> **Task instructions**: Start with the first line of the records below. Output each line exactly, ending with the one that contains "and gray running".
··· Input data ···
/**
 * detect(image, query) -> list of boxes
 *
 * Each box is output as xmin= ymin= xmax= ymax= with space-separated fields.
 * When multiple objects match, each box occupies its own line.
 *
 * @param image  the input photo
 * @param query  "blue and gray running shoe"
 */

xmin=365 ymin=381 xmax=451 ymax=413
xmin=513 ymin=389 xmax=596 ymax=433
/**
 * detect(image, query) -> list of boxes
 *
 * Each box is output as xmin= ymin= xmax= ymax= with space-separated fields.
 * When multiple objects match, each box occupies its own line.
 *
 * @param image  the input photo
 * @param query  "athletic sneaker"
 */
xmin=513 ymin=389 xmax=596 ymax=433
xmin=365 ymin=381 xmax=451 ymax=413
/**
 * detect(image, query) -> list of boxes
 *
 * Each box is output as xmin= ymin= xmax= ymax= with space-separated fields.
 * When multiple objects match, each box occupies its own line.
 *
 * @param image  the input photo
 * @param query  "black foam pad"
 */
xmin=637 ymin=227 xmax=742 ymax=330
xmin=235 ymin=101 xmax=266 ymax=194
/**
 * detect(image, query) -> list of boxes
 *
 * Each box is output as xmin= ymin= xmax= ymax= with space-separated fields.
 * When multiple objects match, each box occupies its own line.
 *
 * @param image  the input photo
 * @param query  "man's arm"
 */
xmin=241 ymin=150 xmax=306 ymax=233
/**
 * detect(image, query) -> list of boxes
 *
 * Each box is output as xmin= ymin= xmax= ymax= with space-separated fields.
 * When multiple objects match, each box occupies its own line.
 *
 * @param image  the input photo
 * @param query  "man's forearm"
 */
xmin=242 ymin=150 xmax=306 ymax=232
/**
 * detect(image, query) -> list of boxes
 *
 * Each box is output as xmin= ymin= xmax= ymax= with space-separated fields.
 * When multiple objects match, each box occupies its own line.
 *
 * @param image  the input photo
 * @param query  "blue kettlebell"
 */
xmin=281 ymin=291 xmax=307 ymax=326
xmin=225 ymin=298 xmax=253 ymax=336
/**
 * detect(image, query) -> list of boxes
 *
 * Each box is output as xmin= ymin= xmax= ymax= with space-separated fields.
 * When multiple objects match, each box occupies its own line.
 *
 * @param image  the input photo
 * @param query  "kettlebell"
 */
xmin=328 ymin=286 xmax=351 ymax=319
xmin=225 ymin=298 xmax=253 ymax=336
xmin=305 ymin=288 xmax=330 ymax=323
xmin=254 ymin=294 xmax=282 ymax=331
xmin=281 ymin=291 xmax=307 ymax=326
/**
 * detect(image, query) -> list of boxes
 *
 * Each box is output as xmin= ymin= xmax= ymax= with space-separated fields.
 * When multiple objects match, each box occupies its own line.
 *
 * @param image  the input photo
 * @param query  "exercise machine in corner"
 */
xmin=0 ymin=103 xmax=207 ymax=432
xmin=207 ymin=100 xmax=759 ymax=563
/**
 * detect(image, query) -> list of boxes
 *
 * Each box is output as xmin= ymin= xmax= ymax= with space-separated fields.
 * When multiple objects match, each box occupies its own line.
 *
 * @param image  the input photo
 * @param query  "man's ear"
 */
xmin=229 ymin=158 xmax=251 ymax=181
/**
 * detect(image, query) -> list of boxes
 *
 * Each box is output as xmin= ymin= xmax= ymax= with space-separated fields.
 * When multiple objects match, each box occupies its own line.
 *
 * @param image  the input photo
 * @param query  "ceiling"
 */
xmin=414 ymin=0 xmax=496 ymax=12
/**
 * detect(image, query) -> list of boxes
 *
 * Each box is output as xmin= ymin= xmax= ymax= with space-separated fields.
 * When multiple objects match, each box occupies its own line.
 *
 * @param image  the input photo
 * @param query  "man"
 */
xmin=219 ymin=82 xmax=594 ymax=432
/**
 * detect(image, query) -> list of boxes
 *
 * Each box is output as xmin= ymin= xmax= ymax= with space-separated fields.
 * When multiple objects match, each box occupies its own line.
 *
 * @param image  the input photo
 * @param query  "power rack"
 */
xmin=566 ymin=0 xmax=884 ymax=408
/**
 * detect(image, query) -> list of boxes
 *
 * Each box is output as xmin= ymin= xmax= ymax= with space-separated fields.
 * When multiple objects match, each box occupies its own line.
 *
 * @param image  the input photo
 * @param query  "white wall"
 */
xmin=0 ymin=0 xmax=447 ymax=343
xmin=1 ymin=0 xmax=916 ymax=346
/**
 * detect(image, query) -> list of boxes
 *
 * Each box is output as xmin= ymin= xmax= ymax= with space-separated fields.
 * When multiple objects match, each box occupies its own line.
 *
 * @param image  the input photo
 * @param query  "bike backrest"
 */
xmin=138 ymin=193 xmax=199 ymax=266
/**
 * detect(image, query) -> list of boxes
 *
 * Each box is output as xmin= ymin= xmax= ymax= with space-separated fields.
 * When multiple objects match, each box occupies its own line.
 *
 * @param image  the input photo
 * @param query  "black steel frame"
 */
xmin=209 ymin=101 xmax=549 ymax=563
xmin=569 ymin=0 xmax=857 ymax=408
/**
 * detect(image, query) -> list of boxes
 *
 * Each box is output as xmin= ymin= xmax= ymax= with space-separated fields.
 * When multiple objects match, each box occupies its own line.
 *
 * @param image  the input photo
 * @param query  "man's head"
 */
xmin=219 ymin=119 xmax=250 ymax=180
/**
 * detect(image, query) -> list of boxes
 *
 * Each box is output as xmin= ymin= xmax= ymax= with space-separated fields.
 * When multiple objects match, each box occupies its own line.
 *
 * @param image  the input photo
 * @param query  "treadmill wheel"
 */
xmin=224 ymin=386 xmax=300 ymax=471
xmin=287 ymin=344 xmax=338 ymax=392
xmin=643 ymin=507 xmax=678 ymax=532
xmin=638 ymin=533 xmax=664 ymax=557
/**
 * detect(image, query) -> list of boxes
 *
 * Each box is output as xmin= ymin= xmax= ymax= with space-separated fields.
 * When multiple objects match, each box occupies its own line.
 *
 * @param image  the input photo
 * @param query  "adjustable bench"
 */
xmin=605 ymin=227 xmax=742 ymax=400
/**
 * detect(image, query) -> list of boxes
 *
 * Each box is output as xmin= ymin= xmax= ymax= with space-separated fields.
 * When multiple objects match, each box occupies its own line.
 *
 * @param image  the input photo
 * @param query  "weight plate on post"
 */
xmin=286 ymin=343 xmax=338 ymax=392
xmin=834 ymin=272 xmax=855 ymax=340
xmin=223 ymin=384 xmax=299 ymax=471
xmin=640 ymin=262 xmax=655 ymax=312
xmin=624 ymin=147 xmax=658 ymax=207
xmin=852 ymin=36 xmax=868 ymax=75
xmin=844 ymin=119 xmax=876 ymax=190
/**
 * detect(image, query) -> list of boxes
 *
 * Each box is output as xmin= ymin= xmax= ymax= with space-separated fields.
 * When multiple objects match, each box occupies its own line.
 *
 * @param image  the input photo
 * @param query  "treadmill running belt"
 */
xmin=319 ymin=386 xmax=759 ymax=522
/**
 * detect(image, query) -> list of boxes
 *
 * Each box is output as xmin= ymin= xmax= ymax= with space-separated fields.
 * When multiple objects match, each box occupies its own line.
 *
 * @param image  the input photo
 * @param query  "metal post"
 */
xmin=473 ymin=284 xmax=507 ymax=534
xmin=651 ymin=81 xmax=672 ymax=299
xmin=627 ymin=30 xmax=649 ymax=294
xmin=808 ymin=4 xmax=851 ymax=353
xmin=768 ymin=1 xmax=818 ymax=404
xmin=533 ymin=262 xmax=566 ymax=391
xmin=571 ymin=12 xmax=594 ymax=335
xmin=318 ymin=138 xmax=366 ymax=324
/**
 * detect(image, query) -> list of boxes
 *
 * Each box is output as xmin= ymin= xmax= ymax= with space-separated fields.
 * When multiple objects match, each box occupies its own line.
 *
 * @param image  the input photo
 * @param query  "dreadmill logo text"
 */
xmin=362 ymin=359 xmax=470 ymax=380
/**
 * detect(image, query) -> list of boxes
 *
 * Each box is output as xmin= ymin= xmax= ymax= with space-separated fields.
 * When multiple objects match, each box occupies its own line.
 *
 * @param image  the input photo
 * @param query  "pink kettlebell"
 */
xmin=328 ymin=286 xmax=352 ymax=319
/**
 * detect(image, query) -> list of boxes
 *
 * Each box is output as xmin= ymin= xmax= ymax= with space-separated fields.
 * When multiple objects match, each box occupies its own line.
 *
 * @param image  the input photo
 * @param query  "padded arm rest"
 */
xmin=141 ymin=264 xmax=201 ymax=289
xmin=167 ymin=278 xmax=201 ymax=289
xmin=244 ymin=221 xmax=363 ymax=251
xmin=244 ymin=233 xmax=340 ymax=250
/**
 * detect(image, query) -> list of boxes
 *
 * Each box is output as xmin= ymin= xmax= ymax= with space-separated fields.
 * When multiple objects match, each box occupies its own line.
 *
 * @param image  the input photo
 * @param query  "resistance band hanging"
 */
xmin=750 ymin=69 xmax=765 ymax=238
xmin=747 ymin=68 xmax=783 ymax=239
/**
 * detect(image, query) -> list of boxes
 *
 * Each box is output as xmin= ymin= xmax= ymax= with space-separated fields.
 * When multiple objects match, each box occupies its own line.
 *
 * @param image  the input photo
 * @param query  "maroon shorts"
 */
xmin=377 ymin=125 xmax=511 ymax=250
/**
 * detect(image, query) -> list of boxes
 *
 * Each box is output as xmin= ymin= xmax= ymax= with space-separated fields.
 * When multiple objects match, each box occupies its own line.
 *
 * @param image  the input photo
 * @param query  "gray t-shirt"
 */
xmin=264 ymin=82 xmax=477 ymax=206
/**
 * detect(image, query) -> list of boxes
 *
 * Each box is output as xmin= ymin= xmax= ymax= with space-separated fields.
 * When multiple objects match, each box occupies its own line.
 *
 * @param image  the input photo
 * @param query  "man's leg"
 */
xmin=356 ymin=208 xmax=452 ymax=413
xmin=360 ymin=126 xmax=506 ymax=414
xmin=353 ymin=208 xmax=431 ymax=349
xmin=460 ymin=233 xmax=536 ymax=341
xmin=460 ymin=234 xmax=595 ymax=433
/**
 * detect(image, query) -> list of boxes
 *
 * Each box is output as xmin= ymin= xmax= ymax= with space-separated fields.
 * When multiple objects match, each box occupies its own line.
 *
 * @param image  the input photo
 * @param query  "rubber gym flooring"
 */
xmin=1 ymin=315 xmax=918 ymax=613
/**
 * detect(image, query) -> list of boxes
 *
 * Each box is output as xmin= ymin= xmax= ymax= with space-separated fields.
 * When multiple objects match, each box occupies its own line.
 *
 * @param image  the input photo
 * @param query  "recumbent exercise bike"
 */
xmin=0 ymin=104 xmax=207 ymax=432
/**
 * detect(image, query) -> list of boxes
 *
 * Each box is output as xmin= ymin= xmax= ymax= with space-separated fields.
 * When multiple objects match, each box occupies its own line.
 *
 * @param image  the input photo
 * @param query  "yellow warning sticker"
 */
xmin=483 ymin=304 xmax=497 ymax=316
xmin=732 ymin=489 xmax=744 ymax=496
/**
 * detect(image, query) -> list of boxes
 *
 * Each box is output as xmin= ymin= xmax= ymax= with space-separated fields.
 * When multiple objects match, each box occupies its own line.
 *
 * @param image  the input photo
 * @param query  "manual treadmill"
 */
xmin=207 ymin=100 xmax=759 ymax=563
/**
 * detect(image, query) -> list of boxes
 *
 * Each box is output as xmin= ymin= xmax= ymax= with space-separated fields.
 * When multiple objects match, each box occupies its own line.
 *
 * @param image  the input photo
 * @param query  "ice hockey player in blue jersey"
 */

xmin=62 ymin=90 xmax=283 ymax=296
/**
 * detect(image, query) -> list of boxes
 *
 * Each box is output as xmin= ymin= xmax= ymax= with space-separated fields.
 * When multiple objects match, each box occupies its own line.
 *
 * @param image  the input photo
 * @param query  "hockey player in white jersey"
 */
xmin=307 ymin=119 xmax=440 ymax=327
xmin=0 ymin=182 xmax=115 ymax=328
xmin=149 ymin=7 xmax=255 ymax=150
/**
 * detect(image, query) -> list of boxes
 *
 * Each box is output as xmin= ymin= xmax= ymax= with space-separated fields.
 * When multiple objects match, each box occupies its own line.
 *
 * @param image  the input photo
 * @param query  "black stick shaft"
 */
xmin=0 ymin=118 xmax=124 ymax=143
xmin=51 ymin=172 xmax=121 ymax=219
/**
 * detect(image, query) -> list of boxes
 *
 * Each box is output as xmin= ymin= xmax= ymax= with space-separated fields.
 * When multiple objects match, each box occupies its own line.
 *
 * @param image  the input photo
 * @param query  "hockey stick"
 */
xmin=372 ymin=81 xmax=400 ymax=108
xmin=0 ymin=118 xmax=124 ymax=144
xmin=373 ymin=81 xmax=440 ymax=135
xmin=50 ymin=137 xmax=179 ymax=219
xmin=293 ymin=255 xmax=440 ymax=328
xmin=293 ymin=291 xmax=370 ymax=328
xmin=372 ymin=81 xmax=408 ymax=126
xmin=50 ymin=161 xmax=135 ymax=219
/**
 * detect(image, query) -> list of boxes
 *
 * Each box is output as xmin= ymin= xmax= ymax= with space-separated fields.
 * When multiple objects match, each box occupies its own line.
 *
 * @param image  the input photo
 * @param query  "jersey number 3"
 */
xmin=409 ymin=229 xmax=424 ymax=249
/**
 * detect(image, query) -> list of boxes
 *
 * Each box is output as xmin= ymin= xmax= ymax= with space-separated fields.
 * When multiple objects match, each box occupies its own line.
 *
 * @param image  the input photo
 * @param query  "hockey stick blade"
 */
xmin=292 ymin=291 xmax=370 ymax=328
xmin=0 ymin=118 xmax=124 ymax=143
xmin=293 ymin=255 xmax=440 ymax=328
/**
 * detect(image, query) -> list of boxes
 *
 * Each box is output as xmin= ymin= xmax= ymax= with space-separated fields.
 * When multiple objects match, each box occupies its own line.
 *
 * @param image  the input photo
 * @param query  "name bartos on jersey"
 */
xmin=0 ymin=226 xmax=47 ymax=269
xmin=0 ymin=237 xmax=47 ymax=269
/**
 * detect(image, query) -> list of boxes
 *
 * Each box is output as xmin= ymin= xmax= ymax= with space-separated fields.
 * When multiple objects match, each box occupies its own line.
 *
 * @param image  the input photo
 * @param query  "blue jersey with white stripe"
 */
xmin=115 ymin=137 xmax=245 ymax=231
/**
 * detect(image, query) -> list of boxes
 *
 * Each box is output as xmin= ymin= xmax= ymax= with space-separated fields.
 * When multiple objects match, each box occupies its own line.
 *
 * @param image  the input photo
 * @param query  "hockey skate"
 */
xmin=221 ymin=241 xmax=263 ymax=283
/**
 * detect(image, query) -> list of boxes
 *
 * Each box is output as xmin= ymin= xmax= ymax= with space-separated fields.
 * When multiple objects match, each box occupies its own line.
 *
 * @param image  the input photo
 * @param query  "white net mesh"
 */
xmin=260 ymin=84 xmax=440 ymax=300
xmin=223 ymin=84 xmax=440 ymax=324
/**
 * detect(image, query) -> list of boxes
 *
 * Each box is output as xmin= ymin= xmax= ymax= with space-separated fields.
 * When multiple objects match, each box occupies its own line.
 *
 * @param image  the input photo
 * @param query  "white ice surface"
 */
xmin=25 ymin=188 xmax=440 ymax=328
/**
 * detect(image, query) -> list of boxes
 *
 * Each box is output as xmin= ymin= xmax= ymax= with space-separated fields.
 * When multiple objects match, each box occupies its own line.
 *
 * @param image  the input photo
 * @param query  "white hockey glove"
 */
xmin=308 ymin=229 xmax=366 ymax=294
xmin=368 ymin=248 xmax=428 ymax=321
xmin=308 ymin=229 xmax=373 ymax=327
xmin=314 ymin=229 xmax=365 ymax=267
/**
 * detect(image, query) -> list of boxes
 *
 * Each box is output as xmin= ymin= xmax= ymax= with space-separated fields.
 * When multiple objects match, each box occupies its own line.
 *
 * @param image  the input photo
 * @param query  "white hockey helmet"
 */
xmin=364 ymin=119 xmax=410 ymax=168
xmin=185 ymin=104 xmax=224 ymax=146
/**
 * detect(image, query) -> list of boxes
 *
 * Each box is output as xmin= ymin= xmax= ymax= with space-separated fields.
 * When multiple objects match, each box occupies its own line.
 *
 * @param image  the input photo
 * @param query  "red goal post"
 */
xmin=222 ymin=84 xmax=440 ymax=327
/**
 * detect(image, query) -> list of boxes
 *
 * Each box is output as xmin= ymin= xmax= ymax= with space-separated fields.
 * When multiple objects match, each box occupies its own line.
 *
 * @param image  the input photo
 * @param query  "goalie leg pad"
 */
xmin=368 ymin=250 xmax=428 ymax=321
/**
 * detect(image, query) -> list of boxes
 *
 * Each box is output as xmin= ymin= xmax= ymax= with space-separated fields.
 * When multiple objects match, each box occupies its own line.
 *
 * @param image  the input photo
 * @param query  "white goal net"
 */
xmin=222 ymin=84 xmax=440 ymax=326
···
> **Solution below**:
/**
 * detect(image, query) -> list of boxes
 *
 * Each box is output as xmin= ymin= xmax= ymax= with space-separated fields.
 * When multiple objects match, each box occupies its own line.
 *
 * @param image  the input photo
 * @param query  "blue and gray running shoe"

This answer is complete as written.